INPUT
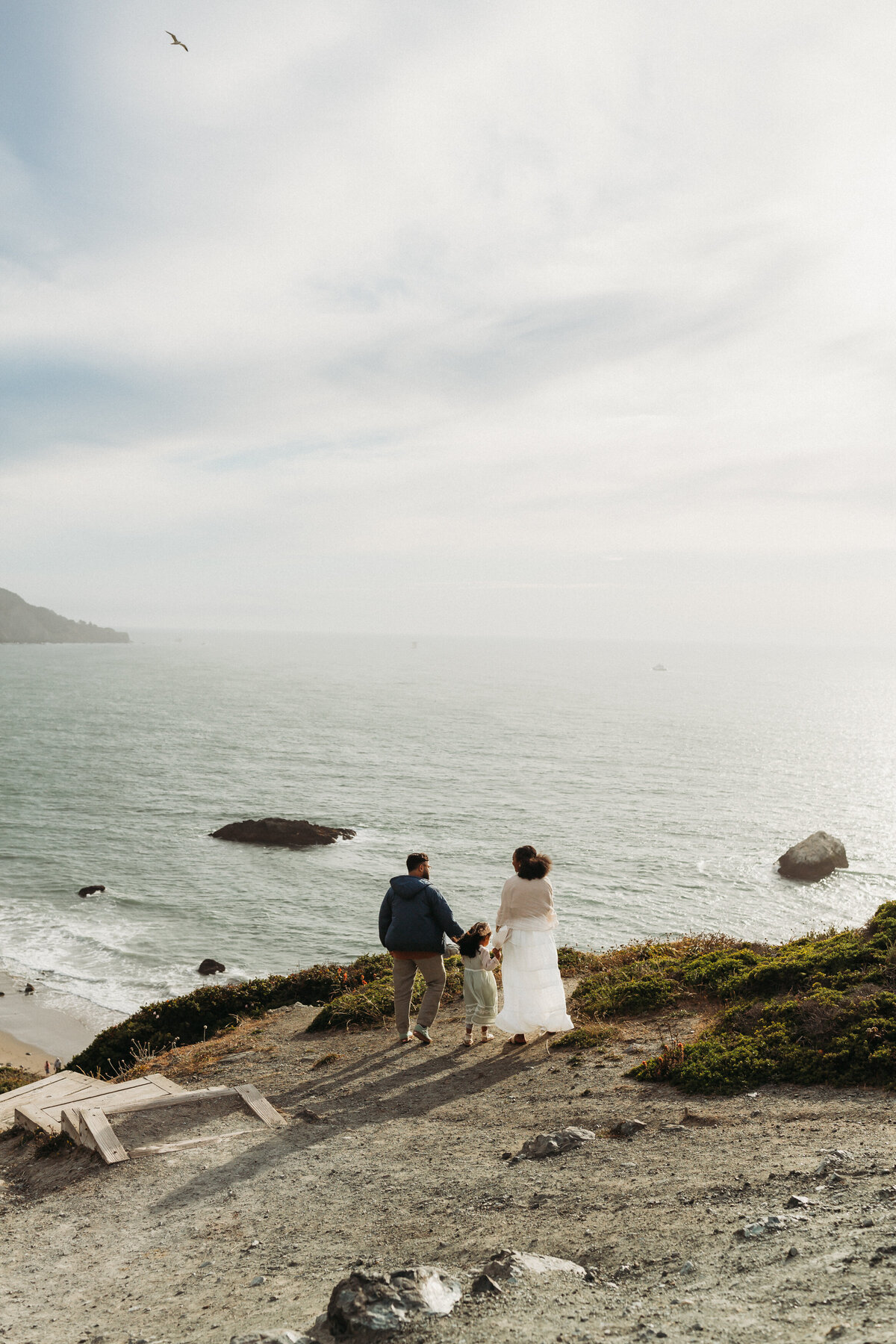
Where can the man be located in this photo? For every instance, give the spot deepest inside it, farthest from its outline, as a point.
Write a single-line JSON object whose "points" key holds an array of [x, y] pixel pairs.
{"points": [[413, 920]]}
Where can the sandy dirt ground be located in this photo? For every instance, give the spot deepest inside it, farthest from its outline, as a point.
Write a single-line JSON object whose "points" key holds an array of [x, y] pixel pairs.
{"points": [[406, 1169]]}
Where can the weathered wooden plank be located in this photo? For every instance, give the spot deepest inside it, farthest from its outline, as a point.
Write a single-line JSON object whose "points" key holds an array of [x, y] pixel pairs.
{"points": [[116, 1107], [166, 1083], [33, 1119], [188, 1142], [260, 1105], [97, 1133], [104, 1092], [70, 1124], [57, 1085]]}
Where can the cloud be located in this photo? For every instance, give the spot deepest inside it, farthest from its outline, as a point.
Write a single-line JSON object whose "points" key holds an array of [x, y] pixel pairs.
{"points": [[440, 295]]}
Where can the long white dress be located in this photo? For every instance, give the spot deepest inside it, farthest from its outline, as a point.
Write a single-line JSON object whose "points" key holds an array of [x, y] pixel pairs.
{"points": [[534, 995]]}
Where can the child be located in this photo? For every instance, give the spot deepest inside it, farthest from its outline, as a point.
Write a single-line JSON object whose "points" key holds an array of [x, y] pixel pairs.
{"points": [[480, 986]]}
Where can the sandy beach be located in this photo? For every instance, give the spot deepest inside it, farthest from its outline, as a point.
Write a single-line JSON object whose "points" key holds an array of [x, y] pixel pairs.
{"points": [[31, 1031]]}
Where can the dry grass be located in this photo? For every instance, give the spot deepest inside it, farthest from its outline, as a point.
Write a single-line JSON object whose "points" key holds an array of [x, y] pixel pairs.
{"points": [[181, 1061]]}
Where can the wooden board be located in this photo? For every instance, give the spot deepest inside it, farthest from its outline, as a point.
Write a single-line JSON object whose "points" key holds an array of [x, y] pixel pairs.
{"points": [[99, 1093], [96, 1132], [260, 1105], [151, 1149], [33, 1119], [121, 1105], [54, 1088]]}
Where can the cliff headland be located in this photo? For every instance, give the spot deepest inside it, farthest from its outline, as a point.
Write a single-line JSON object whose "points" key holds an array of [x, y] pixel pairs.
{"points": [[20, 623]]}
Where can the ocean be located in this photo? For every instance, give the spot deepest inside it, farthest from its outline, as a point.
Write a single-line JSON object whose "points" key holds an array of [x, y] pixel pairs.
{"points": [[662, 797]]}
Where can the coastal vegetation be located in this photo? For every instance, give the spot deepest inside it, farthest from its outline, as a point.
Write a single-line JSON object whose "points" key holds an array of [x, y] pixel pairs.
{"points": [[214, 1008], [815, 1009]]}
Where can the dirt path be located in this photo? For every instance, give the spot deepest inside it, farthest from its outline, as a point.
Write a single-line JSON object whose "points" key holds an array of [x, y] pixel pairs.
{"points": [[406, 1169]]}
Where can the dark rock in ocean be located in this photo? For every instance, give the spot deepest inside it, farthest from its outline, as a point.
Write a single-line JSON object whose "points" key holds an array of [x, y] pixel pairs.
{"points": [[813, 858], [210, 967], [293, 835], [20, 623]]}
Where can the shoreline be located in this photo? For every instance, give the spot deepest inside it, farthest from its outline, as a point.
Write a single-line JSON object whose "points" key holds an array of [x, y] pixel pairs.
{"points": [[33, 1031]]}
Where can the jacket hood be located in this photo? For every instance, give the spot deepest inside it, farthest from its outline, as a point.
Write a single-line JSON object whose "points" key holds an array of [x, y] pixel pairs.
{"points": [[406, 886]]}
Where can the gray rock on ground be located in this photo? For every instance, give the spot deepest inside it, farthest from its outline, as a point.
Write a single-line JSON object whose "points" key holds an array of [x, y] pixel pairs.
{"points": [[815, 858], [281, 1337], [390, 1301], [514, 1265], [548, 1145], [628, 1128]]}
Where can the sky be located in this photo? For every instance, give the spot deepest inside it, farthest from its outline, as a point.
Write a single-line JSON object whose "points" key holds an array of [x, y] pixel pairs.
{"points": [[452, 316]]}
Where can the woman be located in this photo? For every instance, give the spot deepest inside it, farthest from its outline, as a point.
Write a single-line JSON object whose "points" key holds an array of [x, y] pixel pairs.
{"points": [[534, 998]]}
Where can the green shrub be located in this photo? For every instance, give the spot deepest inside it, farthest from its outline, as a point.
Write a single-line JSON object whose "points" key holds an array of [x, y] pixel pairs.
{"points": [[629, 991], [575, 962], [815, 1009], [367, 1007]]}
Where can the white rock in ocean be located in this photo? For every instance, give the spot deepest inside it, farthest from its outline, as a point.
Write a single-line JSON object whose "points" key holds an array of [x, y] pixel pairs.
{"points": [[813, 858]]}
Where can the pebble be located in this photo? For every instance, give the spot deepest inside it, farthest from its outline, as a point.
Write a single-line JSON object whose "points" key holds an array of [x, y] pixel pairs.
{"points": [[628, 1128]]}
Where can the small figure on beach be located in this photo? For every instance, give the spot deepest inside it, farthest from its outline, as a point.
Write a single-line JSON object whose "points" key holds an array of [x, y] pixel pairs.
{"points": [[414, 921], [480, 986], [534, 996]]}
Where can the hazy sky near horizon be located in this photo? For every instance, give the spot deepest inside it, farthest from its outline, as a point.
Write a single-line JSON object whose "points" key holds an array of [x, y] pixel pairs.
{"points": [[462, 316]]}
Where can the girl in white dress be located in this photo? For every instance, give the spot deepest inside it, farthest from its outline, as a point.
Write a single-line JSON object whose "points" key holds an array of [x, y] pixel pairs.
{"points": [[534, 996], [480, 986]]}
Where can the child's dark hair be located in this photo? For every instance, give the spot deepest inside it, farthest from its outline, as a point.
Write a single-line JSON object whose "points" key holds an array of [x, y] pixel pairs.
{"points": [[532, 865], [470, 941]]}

* * *

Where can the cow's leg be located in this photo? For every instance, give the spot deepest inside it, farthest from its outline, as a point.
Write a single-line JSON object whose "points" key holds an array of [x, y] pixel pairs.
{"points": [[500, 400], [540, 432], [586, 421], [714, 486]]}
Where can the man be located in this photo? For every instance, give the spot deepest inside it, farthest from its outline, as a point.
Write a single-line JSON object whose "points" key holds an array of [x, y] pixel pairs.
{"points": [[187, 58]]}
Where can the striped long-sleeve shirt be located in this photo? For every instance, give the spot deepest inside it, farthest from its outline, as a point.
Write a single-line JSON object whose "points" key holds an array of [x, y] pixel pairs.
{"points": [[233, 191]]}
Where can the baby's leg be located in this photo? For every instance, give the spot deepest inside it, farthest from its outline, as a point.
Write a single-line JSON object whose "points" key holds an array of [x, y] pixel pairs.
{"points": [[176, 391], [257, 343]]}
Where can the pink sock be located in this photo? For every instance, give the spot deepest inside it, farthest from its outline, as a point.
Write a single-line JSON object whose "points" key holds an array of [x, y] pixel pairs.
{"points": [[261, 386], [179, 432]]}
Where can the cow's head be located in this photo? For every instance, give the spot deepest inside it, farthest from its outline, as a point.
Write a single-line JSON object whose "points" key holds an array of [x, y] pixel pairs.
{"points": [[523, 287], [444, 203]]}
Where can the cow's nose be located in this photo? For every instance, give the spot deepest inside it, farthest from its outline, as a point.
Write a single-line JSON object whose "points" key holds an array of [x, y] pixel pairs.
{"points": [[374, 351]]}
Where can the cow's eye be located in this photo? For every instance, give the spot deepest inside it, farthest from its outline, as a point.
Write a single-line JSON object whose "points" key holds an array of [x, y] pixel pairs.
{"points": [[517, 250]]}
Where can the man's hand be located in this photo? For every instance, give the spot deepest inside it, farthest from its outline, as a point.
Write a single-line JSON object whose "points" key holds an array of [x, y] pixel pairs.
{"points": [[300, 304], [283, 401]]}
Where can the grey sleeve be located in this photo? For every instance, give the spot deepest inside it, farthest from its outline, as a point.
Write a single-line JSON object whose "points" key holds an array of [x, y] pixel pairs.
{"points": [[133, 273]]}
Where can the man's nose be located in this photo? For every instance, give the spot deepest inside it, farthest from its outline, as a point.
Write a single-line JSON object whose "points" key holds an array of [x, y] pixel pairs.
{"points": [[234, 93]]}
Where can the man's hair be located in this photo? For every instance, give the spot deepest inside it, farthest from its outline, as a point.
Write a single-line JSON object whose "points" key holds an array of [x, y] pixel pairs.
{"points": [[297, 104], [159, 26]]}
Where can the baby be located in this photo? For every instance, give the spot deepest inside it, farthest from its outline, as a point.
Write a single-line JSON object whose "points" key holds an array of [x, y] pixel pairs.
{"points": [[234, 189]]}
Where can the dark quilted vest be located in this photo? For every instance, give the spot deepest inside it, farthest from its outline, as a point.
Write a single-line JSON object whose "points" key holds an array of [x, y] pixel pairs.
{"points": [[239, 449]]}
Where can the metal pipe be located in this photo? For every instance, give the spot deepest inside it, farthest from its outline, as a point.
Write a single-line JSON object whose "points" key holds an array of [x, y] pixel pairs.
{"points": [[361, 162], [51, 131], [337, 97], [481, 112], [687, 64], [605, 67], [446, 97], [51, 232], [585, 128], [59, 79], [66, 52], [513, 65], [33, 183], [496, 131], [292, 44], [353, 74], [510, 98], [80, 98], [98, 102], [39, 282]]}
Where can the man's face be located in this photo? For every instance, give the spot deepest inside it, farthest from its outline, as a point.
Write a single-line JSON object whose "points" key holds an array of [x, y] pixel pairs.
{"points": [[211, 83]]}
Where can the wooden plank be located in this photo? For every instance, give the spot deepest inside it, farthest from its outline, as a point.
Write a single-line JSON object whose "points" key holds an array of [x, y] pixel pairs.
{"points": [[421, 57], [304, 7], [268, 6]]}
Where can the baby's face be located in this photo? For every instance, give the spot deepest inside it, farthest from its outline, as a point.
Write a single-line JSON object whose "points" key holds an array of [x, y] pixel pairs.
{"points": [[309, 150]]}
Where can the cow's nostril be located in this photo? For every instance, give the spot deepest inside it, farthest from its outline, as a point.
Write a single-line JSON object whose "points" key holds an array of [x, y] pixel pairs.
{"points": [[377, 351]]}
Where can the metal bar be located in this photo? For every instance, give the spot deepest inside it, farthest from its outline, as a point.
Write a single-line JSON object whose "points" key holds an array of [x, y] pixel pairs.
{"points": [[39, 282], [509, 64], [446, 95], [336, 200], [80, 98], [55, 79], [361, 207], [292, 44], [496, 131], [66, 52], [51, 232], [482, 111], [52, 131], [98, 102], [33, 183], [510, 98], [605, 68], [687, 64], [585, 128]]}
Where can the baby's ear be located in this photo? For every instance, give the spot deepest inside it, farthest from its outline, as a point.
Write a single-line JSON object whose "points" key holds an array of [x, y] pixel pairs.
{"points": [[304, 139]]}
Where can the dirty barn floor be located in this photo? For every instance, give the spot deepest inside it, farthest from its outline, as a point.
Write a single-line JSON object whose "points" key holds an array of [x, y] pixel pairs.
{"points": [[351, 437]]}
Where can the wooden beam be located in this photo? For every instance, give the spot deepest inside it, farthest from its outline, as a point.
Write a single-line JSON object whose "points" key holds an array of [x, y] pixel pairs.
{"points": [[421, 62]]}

...

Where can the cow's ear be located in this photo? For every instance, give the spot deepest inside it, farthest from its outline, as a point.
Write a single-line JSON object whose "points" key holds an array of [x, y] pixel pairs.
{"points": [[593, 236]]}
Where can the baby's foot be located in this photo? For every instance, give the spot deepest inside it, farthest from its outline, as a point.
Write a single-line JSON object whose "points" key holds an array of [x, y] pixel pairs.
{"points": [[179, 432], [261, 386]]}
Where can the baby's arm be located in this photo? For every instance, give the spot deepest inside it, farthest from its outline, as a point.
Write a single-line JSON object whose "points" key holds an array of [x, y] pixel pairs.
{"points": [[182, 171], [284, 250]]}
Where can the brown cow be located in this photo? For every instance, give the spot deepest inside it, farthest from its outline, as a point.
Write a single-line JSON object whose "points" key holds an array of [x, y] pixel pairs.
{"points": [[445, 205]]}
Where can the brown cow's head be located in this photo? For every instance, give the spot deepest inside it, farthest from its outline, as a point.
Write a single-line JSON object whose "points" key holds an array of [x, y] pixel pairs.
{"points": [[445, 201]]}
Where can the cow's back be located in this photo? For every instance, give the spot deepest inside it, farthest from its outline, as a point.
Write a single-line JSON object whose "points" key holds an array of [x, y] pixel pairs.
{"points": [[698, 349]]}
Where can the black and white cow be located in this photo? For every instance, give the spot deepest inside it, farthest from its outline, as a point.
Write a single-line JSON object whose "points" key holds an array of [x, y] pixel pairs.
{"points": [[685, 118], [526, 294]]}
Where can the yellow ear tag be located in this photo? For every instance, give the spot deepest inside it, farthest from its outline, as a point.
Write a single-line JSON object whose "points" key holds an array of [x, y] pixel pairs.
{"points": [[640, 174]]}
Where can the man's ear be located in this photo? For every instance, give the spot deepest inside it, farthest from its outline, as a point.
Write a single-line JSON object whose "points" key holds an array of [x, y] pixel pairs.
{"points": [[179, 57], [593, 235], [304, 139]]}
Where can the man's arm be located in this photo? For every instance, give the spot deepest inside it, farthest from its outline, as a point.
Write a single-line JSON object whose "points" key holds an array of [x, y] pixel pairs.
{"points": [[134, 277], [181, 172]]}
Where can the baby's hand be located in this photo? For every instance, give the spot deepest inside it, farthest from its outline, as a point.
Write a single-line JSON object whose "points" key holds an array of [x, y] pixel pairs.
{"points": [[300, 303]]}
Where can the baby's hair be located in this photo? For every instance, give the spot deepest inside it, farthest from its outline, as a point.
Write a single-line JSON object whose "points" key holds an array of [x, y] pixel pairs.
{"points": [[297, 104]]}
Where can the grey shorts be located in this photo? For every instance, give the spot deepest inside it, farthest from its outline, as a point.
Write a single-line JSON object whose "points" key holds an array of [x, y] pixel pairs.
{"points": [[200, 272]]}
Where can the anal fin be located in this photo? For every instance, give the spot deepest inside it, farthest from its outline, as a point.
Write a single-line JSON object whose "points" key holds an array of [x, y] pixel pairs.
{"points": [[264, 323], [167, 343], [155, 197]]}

SET PROBLEM
Extract every line of the data that contains the word "dress", and list each one unchanged.

ANSWER
Where can the long white dress be located in this photo? For every instance, give the spot deepest inside it, farthest from its outline, as a point.
Where can the girl in white dress be located in this photo? For every instance, give the spot deepest inside it, farthest from its outline, as a point.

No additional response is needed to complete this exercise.